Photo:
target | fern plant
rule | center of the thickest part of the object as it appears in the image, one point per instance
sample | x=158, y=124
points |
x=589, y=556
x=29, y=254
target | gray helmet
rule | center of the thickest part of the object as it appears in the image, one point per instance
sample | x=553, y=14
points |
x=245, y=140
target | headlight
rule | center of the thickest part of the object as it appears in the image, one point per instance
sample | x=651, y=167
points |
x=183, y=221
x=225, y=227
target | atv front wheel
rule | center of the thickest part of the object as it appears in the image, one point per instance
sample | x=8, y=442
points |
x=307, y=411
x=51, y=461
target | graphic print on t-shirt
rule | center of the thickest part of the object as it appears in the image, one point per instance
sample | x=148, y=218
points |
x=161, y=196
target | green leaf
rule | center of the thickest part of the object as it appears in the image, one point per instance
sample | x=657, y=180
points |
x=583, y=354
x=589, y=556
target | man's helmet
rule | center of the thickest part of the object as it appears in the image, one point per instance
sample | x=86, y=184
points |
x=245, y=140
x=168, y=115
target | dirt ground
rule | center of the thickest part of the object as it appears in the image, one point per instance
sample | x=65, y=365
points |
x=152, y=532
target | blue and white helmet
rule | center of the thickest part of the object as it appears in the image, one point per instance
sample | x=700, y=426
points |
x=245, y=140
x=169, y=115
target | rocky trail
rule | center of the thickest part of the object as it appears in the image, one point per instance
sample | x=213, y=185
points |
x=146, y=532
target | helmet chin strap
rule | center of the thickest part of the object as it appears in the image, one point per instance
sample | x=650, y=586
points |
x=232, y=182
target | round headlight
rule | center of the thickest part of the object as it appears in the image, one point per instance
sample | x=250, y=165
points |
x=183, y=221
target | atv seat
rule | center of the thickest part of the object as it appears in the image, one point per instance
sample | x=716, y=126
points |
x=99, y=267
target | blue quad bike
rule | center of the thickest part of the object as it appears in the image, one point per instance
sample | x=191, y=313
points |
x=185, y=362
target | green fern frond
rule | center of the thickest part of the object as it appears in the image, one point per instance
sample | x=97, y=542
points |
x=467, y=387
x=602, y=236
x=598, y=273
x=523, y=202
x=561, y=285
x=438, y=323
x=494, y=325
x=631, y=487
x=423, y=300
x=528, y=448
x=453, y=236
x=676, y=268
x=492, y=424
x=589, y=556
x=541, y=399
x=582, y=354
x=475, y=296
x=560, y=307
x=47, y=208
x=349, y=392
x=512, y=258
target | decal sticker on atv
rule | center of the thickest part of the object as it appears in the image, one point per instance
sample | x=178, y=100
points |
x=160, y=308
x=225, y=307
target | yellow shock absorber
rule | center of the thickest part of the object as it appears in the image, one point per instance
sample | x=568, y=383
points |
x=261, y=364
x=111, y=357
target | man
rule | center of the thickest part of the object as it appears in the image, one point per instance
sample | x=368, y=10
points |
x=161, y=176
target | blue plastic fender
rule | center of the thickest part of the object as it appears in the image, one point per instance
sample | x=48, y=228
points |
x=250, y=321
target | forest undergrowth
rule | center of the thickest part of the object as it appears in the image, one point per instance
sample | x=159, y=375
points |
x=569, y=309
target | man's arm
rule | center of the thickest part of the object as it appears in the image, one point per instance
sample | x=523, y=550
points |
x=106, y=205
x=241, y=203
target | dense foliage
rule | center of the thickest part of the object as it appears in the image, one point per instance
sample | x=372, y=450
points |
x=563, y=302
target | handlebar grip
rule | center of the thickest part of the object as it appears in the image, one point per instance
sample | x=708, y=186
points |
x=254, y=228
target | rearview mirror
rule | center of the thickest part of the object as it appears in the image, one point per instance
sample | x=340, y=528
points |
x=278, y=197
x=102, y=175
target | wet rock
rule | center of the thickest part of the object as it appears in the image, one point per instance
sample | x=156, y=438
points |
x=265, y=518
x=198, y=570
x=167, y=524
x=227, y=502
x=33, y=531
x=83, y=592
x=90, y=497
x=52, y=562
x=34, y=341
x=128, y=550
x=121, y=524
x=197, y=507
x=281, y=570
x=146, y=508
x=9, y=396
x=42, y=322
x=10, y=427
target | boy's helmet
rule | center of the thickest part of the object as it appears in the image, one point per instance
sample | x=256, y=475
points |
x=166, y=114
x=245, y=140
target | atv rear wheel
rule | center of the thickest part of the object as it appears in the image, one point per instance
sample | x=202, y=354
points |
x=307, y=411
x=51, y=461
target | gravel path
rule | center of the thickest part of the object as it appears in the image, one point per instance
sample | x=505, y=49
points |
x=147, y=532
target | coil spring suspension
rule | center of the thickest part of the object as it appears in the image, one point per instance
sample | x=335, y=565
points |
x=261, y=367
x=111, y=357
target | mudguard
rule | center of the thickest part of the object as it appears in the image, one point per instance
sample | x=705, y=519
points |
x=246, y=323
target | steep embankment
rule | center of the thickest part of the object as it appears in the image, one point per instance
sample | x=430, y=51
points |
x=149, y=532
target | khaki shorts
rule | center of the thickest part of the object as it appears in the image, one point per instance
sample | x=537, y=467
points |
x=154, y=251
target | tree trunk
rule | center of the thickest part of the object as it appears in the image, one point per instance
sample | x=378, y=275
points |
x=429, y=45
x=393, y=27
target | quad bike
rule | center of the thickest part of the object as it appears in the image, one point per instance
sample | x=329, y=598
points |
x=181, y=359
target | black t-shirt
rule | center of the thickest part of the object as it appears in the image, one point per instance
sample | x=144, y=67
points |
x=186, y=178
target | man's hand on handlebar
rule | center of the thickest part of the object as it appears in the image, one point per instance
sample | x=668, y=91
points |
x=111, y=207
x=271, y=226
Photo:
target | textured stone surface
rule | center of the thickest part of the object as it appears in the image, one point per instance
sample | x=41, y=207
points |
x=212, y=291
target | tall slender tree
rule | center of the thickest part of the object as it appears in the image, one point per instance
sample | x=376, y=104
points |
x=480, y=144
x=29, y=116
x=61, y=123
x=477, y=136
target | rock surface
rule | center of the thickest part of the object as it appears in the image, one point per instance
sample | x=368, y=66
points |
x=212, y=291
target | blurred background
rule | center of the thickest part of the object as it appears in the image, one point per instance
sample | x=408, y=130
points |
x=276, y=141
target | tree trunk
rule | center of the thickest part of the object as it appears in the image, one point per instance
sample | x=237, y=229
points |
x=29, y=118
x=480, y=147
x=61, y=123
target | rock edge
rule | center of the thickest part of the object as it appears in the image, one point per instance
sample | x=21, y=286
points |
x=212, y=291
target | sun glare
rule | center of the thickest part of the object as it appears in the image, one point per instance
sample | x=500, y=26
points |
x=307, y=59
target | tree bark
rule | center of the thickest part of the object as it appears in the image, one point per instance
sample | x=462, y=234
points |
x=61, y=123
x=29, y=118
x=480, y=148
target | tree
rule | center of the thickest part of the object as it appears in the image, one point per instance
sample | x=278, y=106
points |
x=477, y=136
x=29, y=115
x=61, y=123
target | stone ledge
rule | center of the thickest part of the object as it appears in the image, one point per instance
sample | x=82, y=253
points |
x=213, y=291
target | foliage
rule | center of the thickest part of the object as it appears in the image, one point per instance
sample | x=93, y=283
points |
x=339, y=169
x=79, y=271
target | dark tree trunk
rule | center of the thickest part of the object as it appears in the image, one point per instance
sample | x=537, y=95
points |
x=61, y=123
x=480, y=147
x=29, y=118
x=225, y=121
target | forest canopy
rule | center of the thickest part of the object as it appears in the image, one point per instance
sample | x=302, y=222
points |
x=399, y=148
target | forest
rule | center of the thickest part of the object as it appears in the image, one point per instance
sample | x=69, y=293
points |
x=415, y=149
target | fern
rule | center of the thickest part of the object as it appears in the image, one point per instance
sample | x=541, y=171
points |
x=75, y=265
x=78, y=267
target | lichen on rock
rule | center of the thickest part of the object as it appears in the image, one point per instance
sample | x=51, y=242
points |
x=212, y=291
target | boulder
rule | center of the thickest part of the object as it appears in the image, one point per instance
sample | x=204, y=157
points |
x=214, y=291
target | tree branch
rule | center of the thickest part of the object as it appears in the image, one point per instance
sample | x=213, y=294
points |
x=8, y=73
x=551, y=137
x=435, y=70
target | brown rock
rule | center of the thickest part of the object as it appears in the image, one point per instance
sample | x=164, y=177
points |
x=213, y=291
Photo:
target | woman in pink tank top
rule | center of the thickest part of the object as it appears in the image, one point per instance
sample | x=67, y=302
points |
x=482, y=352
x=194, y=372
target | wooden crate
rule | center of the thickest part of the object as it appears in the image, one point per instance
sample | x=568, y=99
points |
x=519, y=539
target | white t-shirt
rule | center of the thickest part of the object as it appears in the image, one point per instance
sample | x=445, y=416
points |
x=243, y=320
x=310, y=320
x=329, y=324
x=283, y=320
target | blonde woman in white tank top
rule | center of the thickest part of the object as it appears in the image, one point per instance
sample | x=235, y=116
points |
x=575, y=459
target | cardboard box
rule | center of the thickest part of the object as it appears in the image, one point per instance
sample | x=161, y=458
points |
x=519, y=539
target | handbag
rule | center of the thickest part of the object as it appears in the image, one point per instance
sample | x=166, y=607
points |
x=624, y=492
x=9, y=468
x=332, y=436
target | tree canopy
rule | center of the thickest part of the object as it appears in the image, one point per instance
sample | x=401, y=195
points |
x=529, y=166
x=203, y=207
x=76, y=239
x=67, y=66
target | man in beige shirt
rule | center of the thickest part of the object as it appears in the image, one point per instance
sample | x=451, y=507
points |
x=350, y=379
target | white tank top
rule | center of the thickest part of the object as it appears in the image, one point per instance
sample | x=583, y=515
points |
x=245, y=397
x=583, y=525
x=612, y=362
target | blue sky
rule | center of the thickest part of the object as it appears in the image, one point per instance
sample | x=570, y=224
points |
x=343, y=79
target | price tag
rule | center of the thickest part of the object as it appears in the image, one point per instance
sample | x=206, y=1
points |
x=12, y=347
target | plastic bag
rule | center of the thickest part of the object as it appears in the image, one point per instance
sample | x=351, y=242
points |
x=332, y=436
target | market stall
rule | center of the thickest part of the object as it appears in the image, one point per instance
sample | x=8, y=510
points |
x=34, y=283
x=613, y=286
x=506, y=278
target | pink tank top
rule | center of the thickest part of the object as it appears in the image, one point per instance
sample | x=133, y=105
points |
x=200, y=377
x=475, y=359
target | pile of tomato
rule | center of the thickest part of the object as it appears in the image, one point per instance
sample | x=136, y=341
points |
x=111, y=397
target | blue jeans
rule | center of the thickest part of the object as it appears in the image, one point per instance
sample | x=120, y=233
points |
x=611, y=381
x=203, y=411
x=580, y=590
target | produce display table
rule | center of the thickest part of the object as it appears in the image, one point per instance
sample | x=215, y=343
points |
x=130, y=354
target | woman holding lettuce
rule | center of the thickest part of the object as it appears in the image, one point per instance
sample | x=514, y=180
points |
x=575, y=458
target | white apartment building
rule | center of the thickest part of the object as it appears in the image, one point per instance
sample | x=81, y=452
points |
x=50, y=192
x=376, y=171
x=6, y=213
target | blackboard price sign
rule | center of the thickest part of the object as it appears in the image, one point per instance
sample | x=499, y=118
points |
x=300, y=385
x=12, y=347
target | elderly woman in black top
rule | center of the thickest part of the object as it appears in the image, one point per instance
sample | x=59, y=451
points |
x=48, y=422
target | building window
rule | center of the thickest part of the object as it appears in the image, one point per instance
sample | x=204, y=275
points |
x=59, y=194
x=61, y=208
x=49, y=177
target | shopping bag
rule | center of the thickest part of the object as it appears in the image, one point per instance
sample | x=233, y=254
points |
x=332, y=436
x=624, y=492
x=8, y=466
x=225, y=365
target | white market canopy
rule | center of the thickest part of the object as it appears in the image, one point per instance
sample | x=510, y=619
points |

**Required work**
All lines above between those holding "target | tree branch" and "target | woman in pink tank top", inclusive, must be set down unchanged, and no other line may be included.

**Solved problem**
target | tree branch
rule | center of the thickest part of the object as it appears in the image, one point per instance
sample | x=213, y=294
points |
x=8, y=73
x=551, y=137
x=435, y=70
target | brown rock
rule | center of the thickest part of the object as it appears in the image, one point per instance
sample | x=164, y=177
points |
x=213, y=291
Photo:
target | woman in pink tank top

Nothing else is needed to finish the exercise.